* WHAT YOU NEED TO DO
Please give every line of the records below as a Markdown table with the columns "Row" and "Line", numbering the rows and skipping blank lines. Leave the pictures out of the answer.

* DATA FOR THIS EXERCISE
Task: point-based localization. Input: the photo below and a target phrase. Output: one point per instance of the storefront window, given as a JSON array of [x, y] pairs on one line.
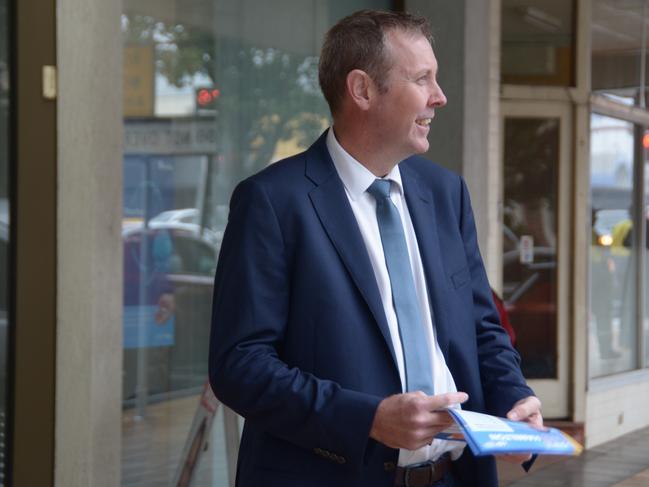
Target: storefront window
[[538, 42], [531, 167], [618, 29], [213, 92], [613, 274], [4, 231]]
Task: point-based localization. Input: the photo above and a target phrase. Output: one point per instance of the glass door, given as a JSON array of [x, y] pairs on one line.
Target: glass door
[[536, 173], [4, 232]]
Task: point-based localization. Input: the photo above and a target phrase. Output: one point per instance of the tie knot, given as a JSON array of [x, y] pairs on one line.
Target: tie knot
[[380, 189]]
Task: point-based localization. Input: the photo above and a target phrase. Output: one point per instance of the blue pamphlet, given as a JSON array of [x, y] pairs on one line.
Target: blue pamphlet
[[490, 435]]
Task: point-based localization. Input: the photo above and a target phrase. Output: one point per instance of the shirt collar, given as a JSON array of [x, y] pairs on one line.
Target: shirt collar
[[355, 177]]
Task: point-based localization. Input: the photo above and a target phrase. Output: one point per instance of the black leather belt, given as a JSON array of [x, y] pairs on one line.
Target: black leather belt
[[422, 474]]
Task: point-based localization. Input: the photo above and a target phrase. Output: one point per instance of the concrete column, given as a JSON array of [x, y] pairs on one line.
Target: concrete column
[[465, 135], [89, 301]]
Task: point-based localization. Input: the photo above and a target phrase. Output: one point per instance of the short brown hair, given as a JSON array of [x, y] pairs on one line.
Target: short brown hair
[[358, 42]]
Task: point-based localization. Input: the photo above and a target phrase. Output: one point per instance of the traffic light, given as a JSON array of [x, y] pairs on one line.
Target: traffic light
[[206, 98]]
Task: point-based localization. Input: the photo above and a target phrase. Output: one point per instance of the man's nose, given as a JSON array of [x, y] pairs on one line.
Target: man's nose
[[437, 97]]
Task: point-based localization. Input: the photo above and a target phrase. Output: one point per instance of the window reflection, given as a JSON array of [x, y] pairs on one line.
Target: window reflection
[[4, 230], [538, 42], [617, 32], [612, 271], [531, 162], [213, 92]]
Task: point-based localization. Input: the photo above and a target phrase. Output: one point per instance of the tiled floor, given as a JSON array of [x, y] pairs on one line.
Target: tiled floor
[[620, 463]]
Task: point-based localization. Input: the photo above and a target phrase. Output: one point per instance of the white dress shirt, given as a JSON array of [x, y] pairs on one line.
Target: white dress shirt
[[357, 178]]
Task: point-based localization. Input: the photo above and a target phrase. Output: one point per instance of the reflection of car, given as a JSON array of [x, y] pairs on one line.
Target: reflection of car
[[184, 215], [168, 273]]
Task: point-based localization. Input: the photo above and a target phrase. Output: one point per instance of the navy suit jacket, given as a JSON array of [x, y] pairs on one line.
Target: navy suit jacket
[[300, 344]]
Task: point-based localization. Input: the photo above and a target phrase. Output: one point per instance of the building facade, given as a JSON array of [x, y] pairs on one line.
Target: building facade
[[125, 126]]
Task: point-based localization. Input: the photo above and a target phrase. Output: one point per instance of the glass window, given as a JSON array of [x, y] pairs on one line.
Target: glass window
[[612, 327], [5, 282], [213, 92], [531, 164], [538, 42], [617, 50]]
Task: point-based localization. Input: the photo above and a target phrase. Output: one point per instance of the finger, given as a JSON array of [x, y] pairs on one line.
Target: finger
[[516, 458], [525, 408], [442, 401]]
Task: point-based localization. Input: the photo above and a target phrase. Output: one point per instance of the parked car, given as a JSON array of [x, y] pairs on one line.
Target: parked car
[[168, 277]]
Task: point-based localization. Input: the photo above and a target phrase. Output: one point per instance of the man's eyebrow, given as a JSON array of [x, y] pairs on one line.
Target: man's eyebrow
[[424, 72]]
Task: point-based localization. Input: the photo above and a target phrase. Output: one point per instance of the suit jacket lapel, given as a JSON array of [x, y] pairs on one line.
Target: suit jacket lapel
[[422, 212], [335, 213]]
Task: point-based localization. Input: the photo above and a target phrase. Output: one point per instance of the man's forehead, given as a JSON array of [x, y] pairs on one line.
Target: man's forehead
[[411, 50]]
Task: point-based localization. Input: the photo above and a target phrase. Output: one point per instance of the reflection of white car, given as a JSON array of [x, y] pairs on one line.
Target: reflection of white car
[[184, 215], [211, 237]]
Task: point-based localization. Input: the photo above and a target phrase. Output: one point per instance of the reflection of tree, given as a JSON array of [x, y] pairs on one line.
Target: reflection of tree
[[531, 158], [267, 94]]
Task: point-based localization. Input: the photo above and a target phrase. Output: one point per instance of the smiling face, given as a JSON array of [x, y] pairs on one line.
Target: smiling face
[[401, 116]]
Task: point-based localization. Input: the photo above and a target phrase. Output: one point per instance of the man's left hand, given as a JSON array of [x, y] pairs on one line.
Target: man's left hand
[[527, 410]]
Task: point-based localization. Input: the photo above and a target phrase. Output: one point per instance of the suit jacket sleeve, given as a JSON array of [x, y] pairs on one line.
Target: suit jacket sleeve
[[251, 312], [500, 374]]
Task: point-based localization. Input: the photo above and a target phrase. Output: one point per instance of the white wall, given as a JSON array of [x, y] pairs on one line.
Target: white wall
[[614, 411], [89, 327]]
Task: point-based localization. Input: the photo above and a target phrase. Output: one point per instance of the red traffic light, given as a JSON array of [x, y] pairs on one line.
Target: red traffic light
[[206, 96]]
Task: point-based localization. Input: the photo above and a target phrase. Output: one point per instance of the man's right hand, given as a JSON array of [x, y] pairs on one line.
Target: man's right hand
[[411, 420]]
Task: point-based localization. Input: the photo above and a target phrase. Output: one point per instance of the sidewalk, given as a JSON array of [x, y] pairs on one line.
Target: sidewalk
[[620, 463]]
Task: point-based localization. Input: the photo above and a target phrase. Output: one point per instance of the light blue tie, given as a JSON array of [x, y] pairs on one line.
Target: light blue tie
[[419, 373]]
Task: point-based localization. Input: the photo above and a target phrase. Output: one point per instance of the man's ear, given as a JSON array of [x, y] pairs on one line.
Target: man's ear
[[360, 88]]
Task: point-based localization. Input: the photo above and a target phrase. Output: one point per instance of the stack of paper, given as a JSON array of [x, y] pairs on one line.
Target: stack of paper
[[489, 435]]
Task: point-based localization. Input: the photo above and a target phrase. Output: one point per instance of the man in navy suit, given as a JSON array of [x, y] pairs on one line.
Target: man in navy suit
[[311, 341]]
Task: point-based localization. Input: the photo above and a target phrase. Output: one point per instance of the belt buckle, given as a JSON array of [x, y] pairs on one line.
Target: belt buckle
[[416, 466]]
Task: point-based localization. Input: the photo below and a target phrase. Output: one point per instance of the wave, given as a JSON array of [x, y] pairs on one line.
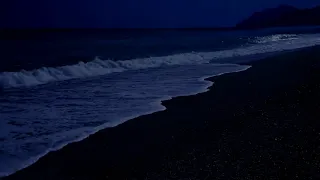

* WRITTEN REPLY
| Row | Line |
|---|---|
| 1 | Task: point-based localization. Input: the photo below and a target phrase. Output: one point per instance of the storefront window, given as a JSON array of [x, y] pairs on one line. |
| 2 | Target: storefront window |
| 3 | [[538, 42], [531, 167], [618, 29], [213, 92], [613, 274], [4, 231]] |
| 4 | Task: point-based localization. Input: the photo above and a target phrase. Output: one point per instance of the glass door, given as a JSON array of [x, y] pairs on one line. |
| 5 | Target: glass door |
| 6 | [[536, 173], [4, 232]] |
| 7 | Task: point-based localization. Input: the photo above and a target phrase. Output: one point per instance of the tie knot, given as a JSON array of [x, y] pairs on one line. |
| 8 | Target: tie knot |
| 9 | [[380, 189]] |
| 10 | Task: point-based localization. Input: the photo above and a target phrase. Output: one point per instance of the blue pamphlet, given as a JSON array of [x, y] pairs on one line. |
| 11 | Target: blue pamphlet |
| 12 | [[490, 435]] |
| 13 | Task: point-based localization. Input: the photo above and a target phrase. Output: one point per instance of the shirt collar, given as a JSON array of [x, y] pairs on one line. |
| 14 | Target: shirt collar |
| 15 | [[355, 177]] |
| 16 | Task: point-based localization. Input: the photo above and a target phrase. Output: one point per instance of the black leather belt, given as a JSON array of [x, y] pairs on one line. |
| 17 | Target: black leather belt |
| 18 | [[422, 474]] |
| 19 | Task: point-based localization. Input: the photo above and a target phrase. Output: one point per instance of the concrete column, given as a JSON array of [x, y] pairs on one line. |
| 20 | Target: concrete column |
| 21 | [[465, 135], [89, 301]] |
| 22 | Task: point-based localization. Input: the photo above and a target phrase. Output: one point per instance of the short brown hair, given as a JSON array of [x, y] pairs on one line. |
| 23 | Target: short brown hair |
| 24 | [[358, 42]] |
| 25 | Task: point-based localization. Input: the photo above and a target phrase. Output: one point per instance of the traffic light, given as a JSON array of [x, y] pairs on one line. |
| 26 | Target: traffic light |
| 27 | [[206, 98]] |
| 28 | Task: point-based localization. Input: the photo above and a target phrase. Output: one point per instance of the man's nose, given as a JSON array of [x, y] pairs on one line. |
| 29 | Target: man's nose |
| 30 | [[437, 97]] |
| 31 | Task: point-based localization. Input: the photo above and a target phrase. Output: one point per instance of the window reflection, given as a JSON array of [x, y] pairs on one line. |
| 32 | Target: window reflection |
| 33 | [[4, 230], [538, 42], [617, 32], [612, 271], [531, 162], [213, 92]] |
| 34 | Task: point-based localization. Input: the photo above and a target phrase. Output: one point per instance of the tiled floor, given as a JSON array of [x, y] pairs on one line. |
| 35 | Target: tiled floor |
| 36 | [[620, 463]] |
| 37 | Task: point-based localization. Input: the photo above and a target phrase. Output: one point per instance of the white dress shirt, given as a JSON array of [x, y] pairs on one line. |
| 38 | Target: white dress shirt |
| 39 | [[357, 178]] |
| 40 | Task: point-based localization. Input: the photo above and a target phrase. Output: one point per instance of the reflection of car, given as a JSON array of [x, y] pairs on one line. |
| 41 | Target: reflection of car |
| 42 | [[184, 215], [168, 273]] |
| 43 | Task: point-based localization. Input: the photo above and a target phrase. Output: one point per instance of the navy suit jacket, given as a JSON array of [x, y] pairs on one line. |
| 44 | Target: navy suit jacket |
| 45 | [[300, 344]] |
| 46 | Task: point-based localization. Input: the photo above and a target phrase. Output: one point per instance of the building facade, given as a JSON array of [x, y] pairs on one line. |
| 47 | Target: building facade |
| 48 | [[125, 126]] |
| 49 | Task: point-based localization. Input: the photo above and a target phrase. Output: one point per instance of the glass window, given as a JSON array of [x, y] pairs on one line. |
| 50 | Target: glass window |
| 51 | [[612, 327], [5, 282], [213, 92], [531, 164], [538, 42], [617, 50]] |
| 52 | Task: point-based localization. Input: the photo above and a target phrase. Output: one point per instance of the finger, given as a JSON array of [x, y] pairs on one line. |
| 53 | Target: finger |
| 54 | [[516, 458], [525, 408], [442, 401]] |
| 55 | Task: point-based localization. Input: the photo above and a target phrase. Output: one point per instance of the parked car, given as a JSON array of [x, y] pairs on one line. |
| 56 | Target: parked car |
| 57 | [[168, 277]] |
| 58 | Task: point-based localization. Input: the photo above and a target phrase. Output: one point per instance of the man's eyebrow, given as a JSON array of [x, y] pairs on one line. |
| 59 | Target: man's eyebrow |
| 60 | [[424, 72]] |
| 61 | Task: point-based localization. Input: the photo above and a target phrase. Output: one point per instance of the suit jacket lapel, given as a JSON array of [x, y] pairs on one line. |
| 62 | Target: suit jacket lapel |
| 63 | [[422, 212], [335, 213]] |
| 64 | Task: point-based localization. Input: the photo above and a target phrase. Output: one point per instance of the man's forehead, given as a JSON array of [x, y] pairs on one line. |
| 65 | Target: man's forehead |
| 66 | [[411, 50]] |
| 67 | Task: point-based localization. Input: the photo above and a target phrase. Output: one point per instance of the reflection of white car, given as a JSON array of [x, y] pairs on one line. |
| 68 | Target: reflection of white car |
| 69 | [[184, 215], [211, 237]] |
| 70 | Task: point-based localization. Input: the photo above and a target phrase. Output: one point per instance of the reflection of tree, given as a JSON array of [x, y] pairs on one line. |
| 71 | Target: reflection of tree |
| 72 | [[531, 158], [267, 94]] |
| 73 | Task: point-based localization. Input: the photo above and a target phrase. Output: one point per instance of the smiling face, given as a JSON array of [x, y] pairs on one line. |
| 74 | Target: smiling face |
| 75 | [[401, 116]] |
| 76 | Task: point-based localization. Input: the photo above and a target phrase. Output: one point per instance of the man's left hand, given as a JSON array of [x, y] pairs on one line. |
| 77 | Target: man's left hand |
| 78 | [[527, 410]] |
| 79 | Task: point-based localization. Input: the photo above and a target phrase. Output: one point per instance of the suit jacket sleeve, given as a JSON array of [x, y] pairs on one line. |
| 80 | Target: suit jacket sleeve |
| 81 | [[251, 312], [500, 374]] |
| 82 | Task: point-based localization. Input: the photo above and a target phrase. Output: one point per instance of the white wall, given as a JSON array of [x, y] pairs on one line. |
| 83 | Target: white wall |
| 84 | [[614, 411], [89, 327]] |
| 85 | Task: point-based localization. Input: the photo above and a target phrase. Output: one point per instance of the red traffic light, given as a JSON array of [x, y] pairs on one line. |
| 86 | Target: red traffic light |
| 87 | [[206, 96]] |
| 88 | Task: point-based localization. Input: the photo above and a target phrase. Output: one point per instance of the man's right hand, given as a JSON array of [x, y] pairs on one line. |
| 89 | Target: man's right hand |
| 90 | [[411, 420]] |
| 91 | Task: point-based localization. Input: the photo above and a target phrase. Output: one point per instance of the sidewalk, given as a JSON array of [x, y] pairs on one line. |
| 92 | Target: sidewalk |
| 93 | [[620, 463]] |
| 94 | Task: point-based localization. Input: the photo above and a target phrase. Output: one point per instance of the light blue tie, given as a JSON array of [x, y] pairs on one line. |
| 95 | Target: light blue tie |
| 96 | [[419, 373]] |
| 97 | Task: point-based localization. Input: the photo above and a target phrase. Output: one point per instance of the man's ear, given as a JSON array of [x, y] pairs on one line. |
| 98 | Target: man's ear |
| 99 | [[360, 88]] |
| 100 | Task: point-based localization. Input: the photo above and a target phrase. Output: one point per instance of the stack of paper, given as a JSON array of [x, y] pairs on one line. |
| 101 | Target: stack of paper |
| 102 | [[489, 435]] |
| 103 | Task: point-based localization. Input: the photo above and a target phrase. Output: one point per instance of the man in navy suit, given as a JSON array of [x, y] pairs on one line. |
| 104 | Target: man in navy suit |
| 105 | [[311, 341]] |
| 106 | Task: point-based localization. Input: the photo above and a target phrase. Output: one point per instance of the belt buckle, given as a JSON array of [x, y] pairs on one line. |
| 107 | Target: belt buckle |
| 108 | [[416, 466]] |
| 109 | Task: point-based localization. Input: the photo below and a target phrase. Output: one point per instance of the wave, given as a JSON array of [x, y] pairs on one line. |